[ASSIGNMENT] What you submit must be an exact copy of the listing below, with no images in it.

[EXERCISE INPUTS]

● ● ● ● ● ● ●

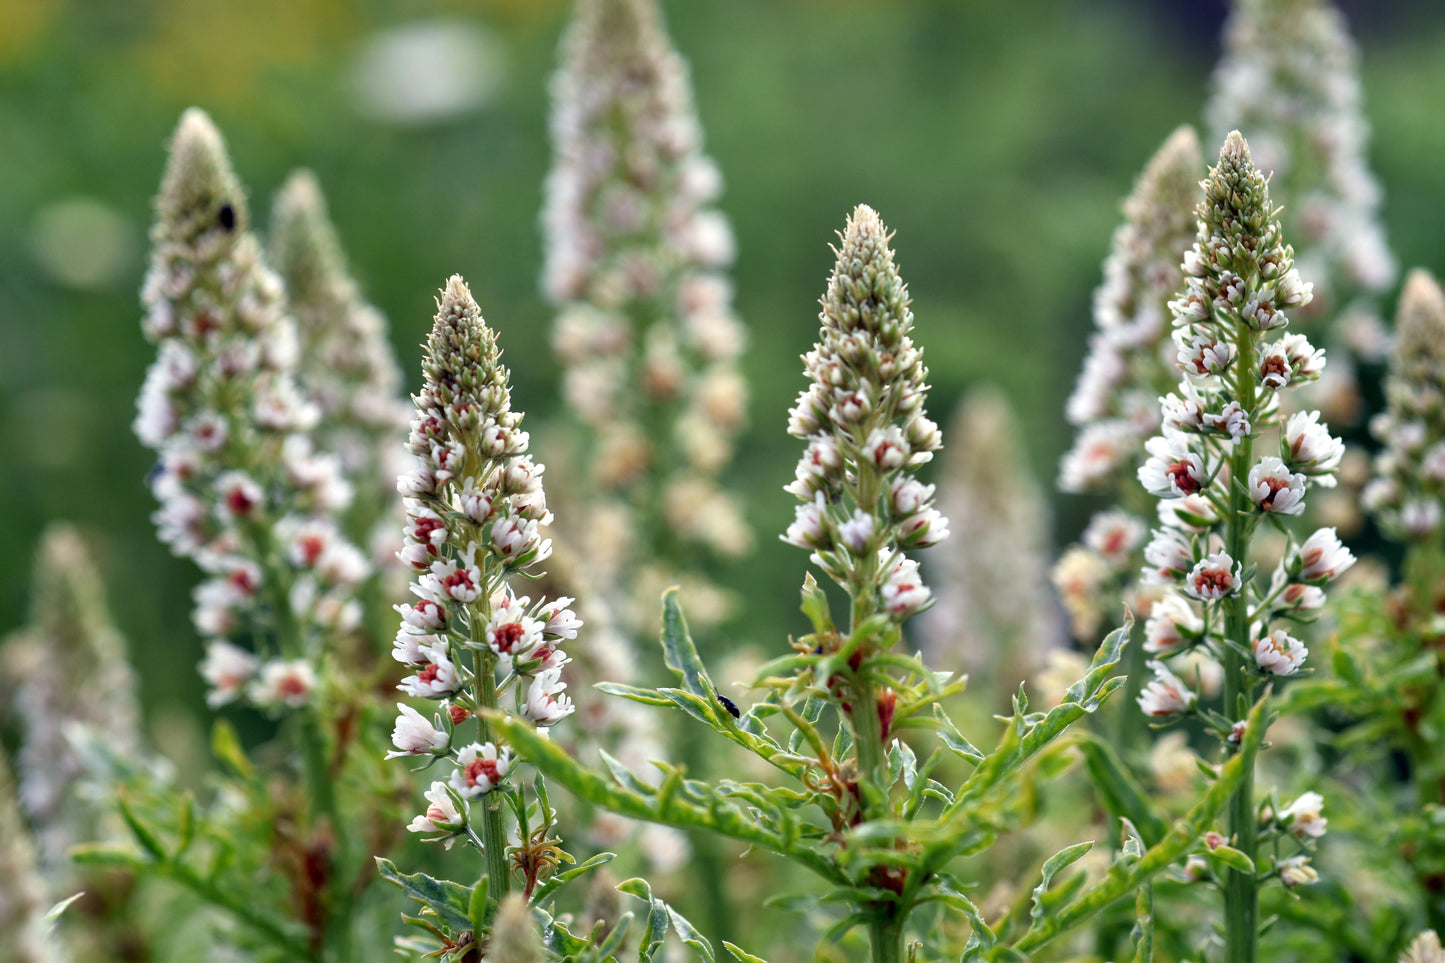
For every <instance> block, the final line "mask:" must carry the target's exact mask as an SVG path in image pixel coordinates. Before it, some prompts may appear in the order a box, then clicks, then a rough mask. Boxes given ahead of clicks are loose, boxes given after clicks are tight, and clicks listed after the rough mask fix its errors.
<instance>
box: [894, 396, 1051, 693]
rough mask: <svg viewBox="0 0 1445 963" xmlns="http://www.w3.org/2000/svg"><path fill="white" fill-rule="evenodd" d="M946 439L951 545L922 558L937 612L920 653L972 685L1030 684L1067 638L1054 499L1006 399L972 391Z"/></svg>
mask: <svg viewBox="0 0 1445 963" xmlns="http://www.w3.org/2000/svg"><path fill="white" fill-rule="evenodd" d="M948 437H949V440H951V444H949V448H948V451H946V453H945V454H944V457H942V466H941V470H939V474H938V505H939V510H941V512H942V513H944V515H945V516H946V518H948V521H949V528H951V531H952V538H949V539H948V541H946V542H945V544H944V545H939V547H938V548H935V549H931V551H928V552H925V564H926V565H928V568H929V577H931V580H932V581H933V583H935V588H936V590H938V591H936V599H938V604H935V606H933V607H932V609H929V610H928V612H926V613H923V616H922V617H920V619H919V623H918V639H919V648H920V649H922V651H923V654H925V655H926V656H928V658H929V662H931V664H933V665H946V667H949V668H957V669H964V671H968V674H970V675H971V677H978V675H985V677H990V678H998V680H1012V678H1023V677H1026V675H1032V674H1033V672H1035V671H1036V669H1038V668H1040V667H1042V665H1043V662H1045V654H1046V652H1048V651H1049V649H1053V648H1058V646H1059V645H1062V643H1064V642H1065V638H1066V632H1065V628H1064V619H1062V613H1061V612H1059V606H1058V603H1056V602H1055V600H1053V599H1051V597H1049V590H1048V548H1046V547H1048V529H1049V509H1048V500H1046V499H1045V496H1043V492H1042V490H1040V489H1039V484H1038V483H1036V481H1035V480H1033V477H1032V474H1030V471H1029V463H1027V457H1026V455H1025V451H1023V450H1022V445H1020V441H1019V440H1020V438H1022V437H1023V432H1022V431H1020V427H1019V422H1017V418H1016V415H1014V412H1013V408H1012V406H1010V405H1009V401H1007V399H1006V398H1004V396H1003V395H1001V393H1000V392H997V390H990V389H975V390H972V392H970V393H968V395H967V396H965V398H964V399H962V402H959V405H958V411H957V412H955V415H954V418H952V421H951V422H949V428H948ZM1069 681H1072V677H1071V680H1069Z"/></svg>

● ● ● ● ● ● ●

[TASK OUTPUT]
For every <instance> block, the final line "mask:" must carry the target's exact mask as an SVG path in image pixel coordinates. Before it, some prompts may appear in the order a box, then clicks, then a rough mask. Boxes given ahead of clicks are loose, boxes given after clicks are tight, and clicks listed after the rough mask fix its errors.
<instance>
box: [894, 396, 1051, 693]
rough mask: <svg viewBox="0 0 1445 963" xmlns="http://www.w3.org/2000/svg"><path fill="white" fill-rule="evenodd" d="M946 439L951 545L922 558L937 612L920 653L972 685L1030 684L1067 638L1054 499L1006 399L972 391Z"/></svg>
mask: <svg viewBox="0 0 1445 963" xmlns="http://www.w3.org/2000/svg"><path fill="white" fill-rule="evenodd" d="M948 437H949V440H951V444H949V448H948V451H946V453H945V454H944V457H942V466H941V470H939V474H938V505H939V510H941V512H942V513H944V515H945V516H946V518H948V521H949V528H951V531H952V538H949V539H948V541H946V542H945V544H944V545H939V547H938V548H935V549H931V551H928V552H925V564H926V565H928V568H929V577H931V580H932V581H933V583H935V588H936V590H938V591H936V599H938V604H935V606H933V607H932V609H929V610H928V612H926V613H923V616H922V617H920V619H919V623H918V639H919V648H920V649H922V651H923V654H925V655H926V656H928V658H929V662H931V664H933V665H946V667H949V668H957V669H964V671H968V674H970V675H971V677H978V675H985V677H990V678H998V680H1012V678H1023V677H1026V675H1032V674H1033V672H1035V671H1036V669H1038V668H1040V667H1042V665H1043V662H1045V654H1046V652H1048V651H1049V649H1053V648H1058V646H1059V645H1062V643H1064V642H1065V638H1066V632H1065V628H1064V619H1062V613H1061V612H1059V606H1058V603H1056V602H1055V600H1053V599H1051V597H1049V590H1048V548H1046V547H1048V529H1049V509H1048V500H1046V499H1045V496H1043V492H1042V490H1040V489H1039V484H1038V483H1036V481H1035V480H1033V477H1032V474H1030V471H1029V463H1027V457H1026V455H1025V451H1023V450H1022V445H1020V441H1019V440H1020V438H1022V437H1023V432H1022V431H1020V427H1019V422H1017V418H1016V415H1014V412H1013V408H1012V406H1010V405H1009V401H1007V399H1006V398H1004V396H1003V395H1001V393H1000V392H997V390H990V389H975V390H972V392H970V393H968V395H967V396H965V398H964V399H962V402H959V405H958V411H957V412H955V415H954V418H952V421H951V422H949V428H948ZM1069 681H1072V677H1071V680H1069Z"/></svg>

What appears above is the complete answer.